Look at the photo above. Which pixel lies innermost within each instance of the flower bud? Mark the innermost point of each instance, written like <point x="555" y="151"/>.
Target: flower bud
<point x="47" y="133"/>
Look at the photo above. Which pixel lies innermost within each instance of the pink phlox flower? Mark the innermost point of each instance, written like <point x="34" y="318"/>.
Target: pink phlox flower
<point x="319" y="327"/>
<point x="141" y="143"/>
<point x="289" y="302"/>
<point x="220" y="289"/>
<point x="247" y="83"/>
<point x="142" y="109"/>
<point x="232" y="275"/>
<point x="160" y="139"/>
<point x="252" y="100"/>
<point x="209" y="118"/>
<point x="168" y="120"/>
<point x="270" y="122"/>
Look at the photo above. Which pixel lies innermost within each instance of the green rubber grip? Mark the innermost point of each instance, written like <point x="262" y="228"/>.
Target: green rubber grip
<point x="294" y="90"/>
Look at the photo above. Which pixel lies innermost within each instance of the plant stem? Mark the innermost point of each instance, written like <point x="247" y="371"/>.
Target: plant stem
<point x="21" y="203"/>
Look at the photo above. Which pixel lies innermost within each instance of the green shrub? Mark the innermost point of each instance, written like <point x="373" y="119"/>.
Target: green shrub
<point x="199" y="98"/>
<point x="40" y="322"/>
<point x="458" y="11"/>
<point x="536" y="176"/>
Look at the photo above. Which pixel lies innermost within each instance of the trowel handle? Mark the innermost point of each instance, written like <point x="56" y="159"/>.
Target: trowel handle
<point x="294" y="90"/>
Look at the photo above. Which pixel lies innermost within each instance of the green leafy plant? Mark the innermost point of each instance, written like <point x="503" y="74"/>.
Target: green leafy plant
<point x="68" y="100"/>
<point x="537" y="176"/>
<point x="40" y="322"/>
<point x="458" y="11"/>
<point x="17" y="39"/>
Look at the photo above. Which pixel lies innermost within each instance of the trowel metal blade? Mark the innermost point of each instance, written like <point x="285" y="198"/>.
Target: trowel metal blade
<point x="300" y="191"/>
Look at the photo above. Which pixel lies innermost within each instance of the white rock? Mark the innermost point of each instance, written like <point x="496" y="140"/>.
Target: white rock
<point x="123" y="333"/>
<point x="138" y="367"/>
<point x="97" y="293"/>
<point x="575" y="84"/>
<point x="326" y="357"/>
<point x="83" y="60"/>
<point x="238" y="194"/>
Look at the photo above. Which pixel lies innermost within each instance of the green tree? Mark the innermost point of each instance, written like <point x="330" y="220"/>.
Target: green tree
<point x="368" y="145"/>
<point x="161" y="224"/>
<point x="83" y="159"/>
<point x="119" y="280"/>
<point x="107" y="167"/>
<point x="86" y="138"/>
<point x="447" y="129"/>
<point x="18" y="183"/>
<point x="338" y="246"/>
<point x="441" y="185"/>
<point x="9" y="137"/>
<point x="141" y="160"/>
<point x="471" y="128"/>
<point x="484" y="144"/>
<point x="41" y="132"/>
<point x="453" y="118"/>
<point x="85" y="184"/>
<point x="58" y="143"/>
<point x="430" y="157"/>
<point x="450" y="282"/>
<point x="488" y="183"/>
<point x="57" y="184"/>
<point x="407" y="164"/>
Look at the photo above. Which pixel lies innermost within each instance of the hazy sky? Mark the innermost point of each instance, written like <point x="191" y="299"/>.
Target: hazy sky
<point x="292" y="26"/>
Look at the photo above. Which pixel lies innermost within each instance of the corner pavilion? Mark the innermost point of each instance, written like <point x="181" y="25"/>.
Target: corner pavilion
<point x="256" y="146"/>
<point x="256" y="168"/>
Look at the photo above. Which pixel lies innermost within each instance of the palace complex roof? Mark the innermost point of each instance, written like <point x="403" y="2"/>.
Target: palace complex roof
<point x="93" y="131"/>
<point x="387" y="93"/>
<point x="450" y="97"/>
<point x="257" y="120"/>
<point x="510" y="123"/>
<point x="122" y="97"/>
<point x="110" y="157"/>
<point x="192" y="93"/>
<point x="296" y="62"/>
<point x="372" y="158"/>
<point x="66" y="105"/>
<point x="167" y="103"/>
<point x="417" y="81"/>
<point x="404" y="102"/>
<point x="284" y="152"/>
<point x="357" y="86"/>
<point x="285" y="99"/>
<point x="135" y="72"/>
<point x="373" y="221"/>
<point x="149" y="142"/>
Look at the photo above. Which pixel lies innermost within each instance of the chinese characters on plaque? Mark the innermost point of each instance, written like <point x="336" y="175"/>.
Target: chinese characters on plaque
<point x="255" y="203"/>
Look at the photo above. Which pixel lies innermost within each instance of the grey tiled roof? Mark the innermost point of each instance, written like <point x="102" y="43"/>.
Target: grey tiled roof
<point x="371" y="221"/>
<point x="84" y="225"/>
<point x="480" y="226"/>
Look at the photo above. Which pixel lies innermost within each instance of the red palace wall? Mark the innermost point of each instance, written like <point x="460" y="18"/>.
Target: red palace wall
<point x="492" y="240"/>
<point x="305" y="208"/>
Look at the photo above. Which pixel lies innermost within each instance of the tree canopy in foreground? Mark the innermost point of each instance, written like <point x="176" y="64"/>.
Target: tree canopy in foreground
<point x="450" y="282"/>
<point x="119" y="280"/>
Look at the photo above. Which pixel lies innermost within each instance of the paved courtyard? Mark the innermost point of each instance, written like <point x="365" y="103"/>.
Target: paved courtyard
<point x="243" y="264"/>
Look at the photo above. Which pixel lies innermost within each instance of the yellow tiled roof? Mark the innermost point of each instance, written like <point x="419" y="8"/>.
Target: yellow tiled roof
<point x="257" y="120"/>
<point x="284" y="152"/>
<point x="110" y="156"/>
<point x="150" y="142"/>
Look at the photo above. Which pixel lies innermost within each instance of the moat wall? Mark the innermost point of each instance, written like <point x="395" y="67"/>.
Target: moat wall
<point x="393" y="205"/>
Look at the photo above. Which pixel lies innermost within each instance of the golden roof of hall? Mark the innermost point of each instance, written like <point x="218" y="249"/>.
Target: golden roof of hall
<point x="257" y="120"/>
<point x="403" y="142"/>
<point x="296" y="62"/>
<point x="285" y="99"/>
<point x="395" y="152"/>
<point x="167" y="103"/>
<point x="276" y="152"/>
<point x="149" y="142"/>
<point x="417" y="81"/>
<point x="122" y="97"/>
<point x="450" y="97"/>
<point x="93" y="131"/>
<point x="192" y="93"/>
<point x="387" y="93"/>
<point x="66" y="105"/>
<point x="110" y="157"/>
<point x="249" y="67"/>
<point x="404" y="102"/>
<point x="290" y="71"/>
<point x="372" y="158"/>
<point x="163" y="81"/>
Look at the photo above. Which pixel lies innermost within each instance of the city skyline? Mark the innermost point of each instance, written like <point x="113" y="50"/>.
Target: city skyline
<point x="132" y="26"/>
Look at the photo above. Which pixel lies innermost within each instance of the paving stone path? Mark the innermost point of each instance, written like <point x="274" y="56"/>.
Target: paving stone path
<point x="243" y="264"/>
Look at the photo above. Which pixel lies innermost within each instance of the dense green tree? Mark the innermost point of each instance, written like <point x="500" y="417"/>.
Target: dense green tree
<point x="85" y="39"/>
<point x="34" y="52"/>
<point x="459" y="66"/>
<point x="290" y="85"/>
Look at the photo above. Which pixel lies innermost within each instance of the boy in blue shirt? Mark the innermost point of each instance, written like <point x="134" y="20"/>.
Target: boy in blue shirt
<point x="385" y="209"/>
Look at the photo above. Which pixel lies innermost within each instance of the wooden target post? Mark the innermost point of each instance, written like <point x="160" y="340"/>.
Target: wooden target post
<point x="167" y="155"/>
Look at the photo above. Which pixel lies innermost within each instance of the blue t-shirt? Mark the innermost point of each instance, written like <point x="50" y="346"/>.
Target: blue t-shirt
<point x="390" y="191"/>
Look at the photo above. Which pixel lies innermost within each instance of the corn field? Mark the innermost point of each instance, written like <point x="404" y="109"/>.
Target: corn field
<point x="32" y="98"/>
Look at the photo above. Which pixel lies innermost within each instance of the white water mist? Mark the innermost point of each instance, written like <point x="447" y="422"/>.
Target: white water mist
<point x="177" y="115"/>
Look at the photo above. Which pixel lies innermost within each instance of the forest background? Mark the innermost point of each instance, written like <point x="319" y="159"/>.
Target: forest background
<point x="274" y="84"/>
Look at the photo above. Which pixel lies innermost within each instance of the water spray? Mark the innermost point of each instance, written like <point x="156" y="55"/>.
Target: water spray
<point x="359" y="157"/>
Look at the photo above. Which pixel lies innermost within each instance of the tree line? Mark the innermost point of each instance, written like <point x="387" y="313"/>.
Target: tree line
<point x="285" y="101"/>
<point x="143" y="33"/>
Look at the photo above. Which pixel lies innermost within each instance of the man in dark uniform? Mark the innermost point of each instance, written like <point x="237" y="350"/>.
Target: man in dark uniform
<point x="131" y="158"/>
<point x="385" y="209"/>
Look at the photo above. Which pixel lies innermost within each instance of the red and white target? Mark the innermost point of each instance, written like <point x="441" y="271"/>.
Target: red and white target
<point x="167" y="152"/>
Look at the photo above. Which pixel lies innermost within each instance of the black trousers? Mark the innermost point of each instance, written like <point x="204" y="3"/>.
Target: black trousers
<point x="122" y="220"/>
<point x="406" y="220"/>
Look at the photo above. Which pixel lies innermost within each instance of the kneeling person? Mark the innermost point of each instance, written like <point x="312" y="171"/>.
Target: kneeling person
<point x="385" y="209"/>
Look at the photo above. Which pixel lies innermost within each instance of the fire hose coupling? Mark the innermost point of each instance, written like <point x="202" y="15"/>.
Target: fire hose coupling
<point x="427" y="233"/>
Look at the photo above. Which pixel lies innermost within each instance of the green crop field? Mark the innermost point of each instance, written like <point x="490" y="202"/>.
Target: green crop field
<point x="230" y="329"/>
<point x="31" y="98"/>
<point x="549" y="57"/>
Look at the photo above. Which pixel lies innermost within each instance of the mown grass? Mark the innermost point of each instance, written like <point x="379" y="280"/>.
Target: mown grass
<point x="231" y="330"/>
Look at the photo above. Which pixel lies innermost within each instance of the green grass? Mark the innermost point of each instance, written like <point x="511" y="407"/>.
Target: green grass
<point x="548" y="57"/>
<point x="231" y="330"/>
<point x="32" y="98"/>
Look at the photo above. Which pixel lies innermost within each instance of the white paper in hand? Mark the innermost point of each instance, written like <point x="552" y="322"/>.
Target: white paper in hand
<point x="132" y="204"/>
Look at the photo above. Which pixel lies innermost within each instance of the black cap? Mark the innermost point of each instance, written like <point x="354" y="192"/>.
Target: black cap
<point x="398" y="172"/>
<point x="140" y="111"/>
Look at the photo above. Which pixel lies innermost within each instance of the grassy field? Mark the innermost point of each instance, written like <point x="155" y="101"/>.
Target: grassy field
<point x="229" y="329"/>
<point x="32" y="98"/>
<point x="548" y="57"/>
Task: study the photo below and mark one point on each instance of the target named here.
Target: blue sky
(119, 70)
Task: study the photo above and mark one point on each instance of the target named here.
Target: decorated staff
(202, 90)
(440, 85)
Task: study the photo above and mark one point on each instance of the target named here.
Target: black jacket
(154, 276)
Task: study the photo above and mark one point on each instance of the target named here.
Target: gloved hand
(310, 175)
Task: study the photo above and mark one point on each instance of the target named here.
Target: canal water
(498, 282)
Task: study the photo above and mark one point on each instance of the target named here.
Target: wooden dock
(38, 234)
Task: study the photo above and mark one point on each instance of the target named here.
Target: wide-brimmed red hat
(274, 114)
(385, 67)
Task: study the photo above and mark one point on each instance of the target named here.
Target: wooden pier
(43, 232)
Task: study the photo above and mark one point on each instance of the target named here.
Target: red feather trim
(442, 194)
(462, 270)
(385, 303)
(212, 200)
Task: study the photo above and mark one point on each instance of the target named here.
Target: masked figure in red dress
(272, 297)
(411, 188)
○ ○ ○
--- Task prompt ---
Filter the listing above down to the lines containing the word "golden", and copy each of those lines.

--- Correct result ---
Look at the photo above. Which pixel lies innermost within each instance of the golden roof of hall? Mark the innermost point of each instance, written like <point x="218" y="249"/>.
Target: golden roof of hall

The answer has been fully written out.